INSTRUCTION: In the January 2010 blog posts, which two tools is the writer using in teaching for the first time?

SELECTED PASSAGE:
Tuesday, January 26, 2010

Teaching: it's on! It seems like a good class so far. I'll likely have more to say about it soon; it's my first time teaching with Twitter and Zotero. I'm also, for the first time, allowing more leeway than usual with the blog (a total number of required posts rather than strictly biweekly posts). So it's consciously a fairly media-heavy course.

Various things are keeping me busy at the moment, in a happy way, but there's more to come, no doubt. This semester I'll be posting on my current research from time to time at the course blog. I try to reveal myself as a writer (and, for this class, as a researcher) whenever I'm teaching, as part of my campaign to demystify scholarship.

Thursday, January 21, 2010

This funny quasi-benshi video from Critical Commons has been making the rounds:



I don't entirely agree with the video's argument, but "the Wikipedia" is a brilliant touch.

(Via Cathy Davidson and @hastac.)

ENTRIES:
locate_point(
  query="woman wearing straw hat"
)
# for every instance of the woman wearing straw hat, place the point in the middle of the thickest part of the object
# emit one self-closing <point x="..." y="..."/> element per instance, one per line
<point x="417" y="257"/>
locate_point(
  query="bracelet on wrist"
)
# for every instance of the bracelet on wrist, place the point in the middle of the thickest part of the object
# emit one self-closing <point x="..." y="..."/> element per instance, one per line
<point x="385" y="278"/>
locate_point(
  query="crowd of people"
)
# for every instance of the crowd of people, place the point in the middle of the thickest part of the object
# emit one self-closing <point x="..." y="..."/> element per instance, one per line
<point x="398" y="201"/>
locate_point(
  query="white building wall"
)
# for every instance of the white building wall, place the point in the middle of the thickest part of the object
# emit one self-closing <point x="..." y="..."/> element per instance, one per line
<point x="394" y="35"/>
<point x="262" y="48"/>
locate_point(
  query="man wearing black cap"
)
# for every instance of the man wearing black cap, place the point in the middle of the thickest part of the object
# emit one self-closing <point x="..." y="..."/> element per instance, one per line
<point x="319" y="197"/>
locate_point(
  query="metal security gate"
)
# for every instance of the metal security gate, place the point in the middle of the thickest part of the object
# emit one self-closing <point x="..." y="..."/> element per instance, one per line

OUTPUT OF THE EXERCISE: Twitter and Zotero.